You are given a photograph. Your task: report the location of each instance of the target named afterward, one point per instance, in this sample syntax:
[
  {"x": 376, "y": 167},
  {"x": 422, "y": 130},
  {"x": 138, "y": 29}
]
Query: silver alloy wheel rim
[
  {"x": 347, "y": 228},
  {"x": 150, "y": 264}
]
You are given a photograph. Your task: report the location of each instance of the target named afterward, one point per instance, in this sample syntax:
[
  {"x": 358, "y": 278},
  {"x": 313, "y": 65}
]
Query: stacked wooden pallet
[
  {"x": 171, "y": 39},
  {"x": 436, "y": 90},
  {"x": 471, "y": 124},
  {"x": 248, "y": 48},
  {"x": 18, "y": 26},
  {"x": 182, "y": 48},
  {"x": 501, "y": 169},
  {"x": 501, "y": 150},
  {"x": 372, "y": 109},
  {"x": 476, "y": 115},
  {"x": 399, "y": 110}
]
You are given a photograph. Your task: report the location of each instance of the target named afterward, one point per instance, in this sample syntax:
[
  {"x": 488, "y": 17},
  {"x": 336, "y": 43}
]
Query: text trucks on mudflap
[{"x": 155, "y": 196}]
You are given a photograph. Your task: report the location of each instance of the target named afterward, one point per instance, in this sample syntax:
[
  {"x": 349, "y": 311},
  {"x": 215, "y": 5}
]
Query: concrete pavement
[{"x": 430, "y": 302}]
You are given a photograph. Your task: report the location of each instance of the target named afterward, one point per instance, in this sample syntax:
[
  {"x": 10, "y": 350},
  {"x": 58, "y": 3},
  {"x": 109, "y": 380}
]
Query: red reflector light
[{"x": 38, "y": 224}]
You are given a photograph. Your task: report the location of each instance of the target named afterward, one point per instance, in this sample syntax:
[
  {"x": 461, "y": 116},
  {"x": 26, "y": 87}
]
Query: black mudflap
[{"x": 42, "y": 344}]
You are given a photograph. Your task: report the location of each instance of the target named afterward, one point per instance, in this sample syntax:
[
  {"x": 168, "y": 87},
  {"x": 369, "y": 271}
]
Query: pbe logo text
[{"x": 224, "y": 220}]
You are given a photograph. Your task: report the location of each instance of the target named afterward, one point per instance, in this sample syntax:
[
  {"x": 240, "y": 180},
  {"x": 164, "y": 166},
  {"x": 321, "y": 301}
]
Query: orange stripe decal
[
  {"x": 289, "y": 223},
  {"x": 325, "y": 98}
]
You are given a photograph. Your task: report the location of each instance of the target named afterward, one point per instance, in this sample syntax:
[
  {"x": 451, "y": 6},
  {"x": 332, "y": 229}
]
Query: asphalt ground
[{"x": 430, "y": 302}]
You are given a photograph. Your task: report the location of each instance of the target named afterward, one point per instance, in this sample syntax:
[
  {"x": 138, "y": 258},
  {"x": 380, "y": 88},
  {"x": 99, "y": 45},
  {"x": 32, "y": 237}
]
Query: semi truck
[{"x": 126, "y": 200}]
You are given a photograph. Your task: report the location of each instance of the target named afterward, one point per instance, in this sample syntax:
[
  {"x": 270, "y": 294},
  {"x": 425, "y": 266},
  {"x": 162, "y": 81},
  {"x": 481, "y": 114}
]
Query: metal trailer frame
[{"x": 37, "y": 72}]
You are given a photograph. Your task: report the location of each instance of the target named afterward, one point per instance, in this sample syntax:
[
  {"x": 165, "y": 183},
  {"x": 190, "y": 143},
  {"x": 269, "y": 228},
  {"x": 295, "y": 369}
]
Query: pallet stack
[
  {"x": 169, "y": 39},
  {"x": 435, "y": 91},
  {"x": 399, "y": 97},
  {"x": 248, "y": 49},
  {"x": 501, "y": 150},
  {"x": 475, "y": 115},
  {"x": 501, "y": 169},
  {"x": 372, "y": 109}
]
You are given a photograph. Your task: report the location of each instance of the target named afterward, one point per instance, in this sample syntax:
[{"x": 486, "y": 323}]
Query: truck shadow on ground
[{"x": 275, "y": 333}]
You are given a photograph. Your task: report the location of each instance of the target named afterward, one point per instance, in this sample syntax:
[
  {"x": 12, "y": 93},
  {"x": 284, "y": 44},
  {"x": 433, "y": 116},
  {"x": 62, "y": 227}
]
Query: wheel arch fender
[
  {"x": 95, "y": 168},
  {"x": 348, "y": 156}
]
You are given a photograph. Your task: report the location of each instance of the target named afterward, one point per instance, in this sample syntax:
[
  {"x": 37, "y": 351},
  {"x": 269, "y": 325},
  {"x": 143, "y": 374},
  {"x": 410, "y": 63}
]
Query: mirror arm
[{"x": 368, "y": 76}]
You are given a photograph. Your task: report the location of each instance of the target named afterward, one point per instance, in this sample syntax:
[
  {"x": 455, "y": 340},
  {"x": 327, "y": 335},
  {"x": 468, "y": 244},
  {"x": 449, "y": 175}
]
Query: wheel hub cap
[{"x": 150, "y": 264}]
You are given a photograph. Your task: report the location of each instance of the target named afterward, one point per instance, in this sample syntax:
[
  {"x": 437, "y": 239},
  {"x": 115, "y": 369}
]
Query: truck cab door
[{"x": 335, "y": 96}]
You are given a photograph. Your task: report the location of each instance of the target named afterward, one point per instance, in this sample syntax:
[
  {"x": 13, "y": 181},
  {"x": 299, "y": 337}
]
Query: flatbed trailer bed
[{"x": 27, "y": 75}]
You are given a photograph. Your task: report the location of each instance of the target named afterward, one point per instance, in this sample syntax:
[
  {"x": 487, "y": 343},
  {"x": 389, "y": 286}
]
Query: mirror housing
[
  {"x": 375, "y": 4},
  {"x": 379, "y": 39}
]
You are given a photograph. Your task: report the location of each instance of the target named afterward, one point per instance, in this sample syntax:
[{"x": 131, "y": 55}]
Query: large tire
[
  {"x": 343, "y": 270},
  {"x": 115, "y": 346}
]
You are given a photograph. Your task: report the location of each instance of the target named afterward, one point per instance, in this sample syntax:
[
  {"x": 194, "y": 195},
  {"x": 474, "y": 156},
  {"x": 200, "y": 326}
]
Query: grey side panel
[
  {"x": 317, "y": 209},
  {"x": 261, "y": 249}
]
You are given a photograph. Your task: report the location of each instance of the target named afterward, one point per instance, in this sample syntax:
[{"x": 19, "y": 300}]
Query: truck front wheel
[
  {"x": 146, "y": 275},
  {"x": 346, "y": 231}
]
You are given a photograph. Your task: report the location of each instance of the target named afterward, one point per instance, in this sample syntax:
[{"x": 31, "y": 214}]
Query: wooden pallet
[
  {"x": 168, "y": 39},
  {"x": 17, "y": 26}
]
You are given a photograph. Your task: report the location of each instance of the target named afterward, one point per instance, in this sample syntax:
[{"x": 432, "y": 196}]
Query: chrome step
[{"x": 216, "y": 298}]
═══
## Exercise description:
Only an exact retyping of the full data will do.

## Answer space:
You are given a photograph. Your task: report the location of each instance of the target named afterward, one point per instance, in this sample syntax:
[
  {"x": 376, "y": 167},
  {"x": 422, "y": 130},
  {"x": 138, "y": 29}
]
Query: silver alloy wheel rim
[
  {"x": 347, "y": 228},
  {"x": 150, "y": 264}
]
You are given a photograph. Your task: report the location of each instance of the target named afterward, one point per instance, in this sample syntax:
[
  {"x": 358, "y": 278},
  {"x": 313, "y": 65}
]
Query: stacked wooden pallet
[
  {"x": 171, "y": 39},
  {"x": 436, "y": 90},
  {"x": 471, "y": 124},
  {"x": 248, "y": 48},
  {"x": 18, "y": 26},
  {"x": 182, "y": 48},
  {"x": 501, "y": 169},
  {"x": 501, "y": 150},
  {"x": 372, "y": 109},
  {"x": 476, "y": 115},
  {"x": 399, "y": 110}
]
You are given a photograph. Your task: report the location of each instance of the target named afterward, one point per instance, in this sample syntax:
[
  {"x": 488, "y": 17},
  {"x": 336, "y": 43}
]
Query: text trucks on mudflap
[{"x": 155, "y": 196}]
You are given a photograph. Your task: report the location of each instance of the target named afterward, one point per instance, in this sample syntax:
[
  {"x": 349, "y": 311},
  {"x": 215, "y": 5}
]
Query: concrete pavement
[{"x": 430, "y": 302}]
You are given a photograph. Your task: report the location of each instance of the target named afterward, one point per instance, in this sample syntax:
[
  {"x": 10, "y": 350},
  {"x": 58, "y": 3},
  {"x": 109, "y": 380}
]
Query: red reflector light
[{"x": 38, "y": 224}]
You are given a photograph. Your task: report the location of each instance of the target named afterward, one point per instance, in this sample syntax:
[
  {"x": 461, "y": 116},
  {"x": 26, "y": 87}
]
Query: black mudflap
[{"x": 42, "y": 344}]
You are given a photograph. Your task: report the location of each instance of the target named afterward, one point per instance, in this sample syntax:
[
  {"x": 168, "y": 87},
  {"x": 369, "y": 271}
]
Query: pbe logo text
[{"x": 224, "y": 220}]
You are given a photograph. Your task: report the location of each instance of the target named afterward, one point per instance, in this sample syntax:
[
  {"x": 240, "y": 180},
  {"x": 164, "y": 166},
  {"x": 321, "y": 301}
]
Query: orange stripe decal
[
  {"x": 289, "y": 223},
  {"x": 325, "y": 98}
]
You are given a photograph. Your task: report the location of each instance of the target named afterward, one point per instance, in this sample syntax:
[
  {"x": 451, "y": 6},
  {"x": 332, "y": 229}
]
Query: asphalt ground
[{"x": 430, "y": 302}]
You are given a photograph. Your task: report the location of each instance of the target named afterward, one point per instance, in this sample syntax:
[
  {"x": 138, "y": 258},
  {"x": 380, "y": 88},
  {"x": 99, "y": 45},
  {"x": 32, "y": 237}
]
Query: semi truck
[{"x": 126, "y": 200}]
You are given a photograph. Your task: report the location of each instance of the target named afterward, one point per instance, in this sample syntax:
[
  {"x": 270, "y": 294},
  {"x": 425, "y": 266},
  {"x": 162, "y": 81},
  {"x": 481, "y": 114}
]
Query: metal trailer frame
[{"x": 37, "y": 72}]
You are given a photograph. Your task: report the location of each instance of the target named afterward, one point per instance, in this sample syntax:
[
  {"x": 165, "y": 183},
  {"x": 190, "y": 143},
  {"x": 269, "y": 228},
  {"x": 295, "y": 369}
]
Query: pallet stack
[
  {"x": 169, "y": 39},
  {"x": 435, "y": 91},
  {"x": 399, "y": 97},
  {"x": 248, "y": 49},
  {"x": 501, "y": 150},
  {"x": 475, "y": 115},
  {"x": 501, "y": 169},
  {"x": 372, "y": 109}
]
You are given a photograph. Your task: report the location of each instance of the target named afterward, one point per instance, in this sample syntax:
[{"x": 486, "y": 323}]
Query: truck shadow on ground
[{"x": 275, "y": 333}]
You are given a photograph. Your task: report the location of each instance of the target named afterward, one point per instance, in this sample syntax:
[
  {"x": 12, "y": 93},
  {"x": 284, "y": 44},
  {"x": 433, "y": 116},
  {"x": 62, "y": 227}
]
Query: wheel arch fender
[
  {"x": 95, "y": 168},
  {"x": 348, "y": 156}
]
You are given a photograph. Your task: report the location of each instance of the target named afterward, one point per instance, in this sample syntax:
[
  {"x": 37, "y": 351},
  {"x": 269, "y": 325},
  {"x": 143, "y": 374},
  {"x": 410, "y": 63}
]
Query: mirror arm
[{"x": 368, "y": 76}]
You are given a photograph. Your task: report the location of each instance of the target named afterward, one point per instance, in this sample syntax:
[
  {"x": 455, "y": 340},
  {"x": 327, "y": 335},
  {"x": 468, "y": 244},
  {"x": 449, "y": 175}
]
Query: wheel hub cap
[{"x": 150, "y": 264}]
You are given a photograph. Your task: report the location of each instance of the target named afterward, one point per instance, in this sample syntax:
[
  {"x": 437, "y": 239},
  {"x": 115, "y": 369}
]
Query: truck cab door
[{"x": 335, "y": 96}]
You are given a photograph. Your task: report the location of each instance of the target named afterward, one point per instance, in this sample syntax:
[
  {"x": 13, "y": 181},
  {"x": 299, "y": 337}
]
Query: flatbed trailer bed
[{"x": 27, "y": 75}]
You are given a photograph. Your task: report the location of each instance of the target named afterward, one point per instance, in this sample syntax:
[
  {"x": 487, "y": 343},
  {"x": 389, "y": 286}
]
Query: mirror housing
[
  {"x": 375, "y": 4},
  {"x": 379, "y": 39}
]
You are given a photograph. Your task: report the location of each instance of the target named afterward, one point per instance, in this sample syntax:
[{"x": 131, "y": 55}]
Query: large tire
[
  {"x": 343, "y": 270},
  {"x": 115, "y": 346}
]
You are given a photograph. Your task: report the location of each instance of the target named afterward, one point per instance, in this sample syntax:
[
  {"x": 194, "y": 195},
  {"x": 474, "y": 156},
  {"x": 200, "y": 326}
]
Query: grey side panel
[
  {"x": 317, "y": 209},
  {"x": 261, "y": 249}
]
You are given a photograph. Your task: report the location of each instance of the target named afterward, one point per instance, in this sample syntax:
[{"x": 19, "y": 300}]
Query: truck front wheel
[
  {"x": 146, "y": 275},
  {"x": 346, "y": 231}
]
You are given a photograph. Your task: report the location of each instance of the target named afterward, one point per instance, in this sample syntax:
[{"x": 31, "y": 214}]
Query: wooden pallet
[
  {"x": 168, "y": 39},
  {"x": 17, "y": 26}
]
You are given a photograph. Your task: report the location of each instance of the target named afterward, one point per instance, in this sample syntax:
[{"x": 432, "y": 196}]
Query: chrome step
[{"x": 216, "y": 298}]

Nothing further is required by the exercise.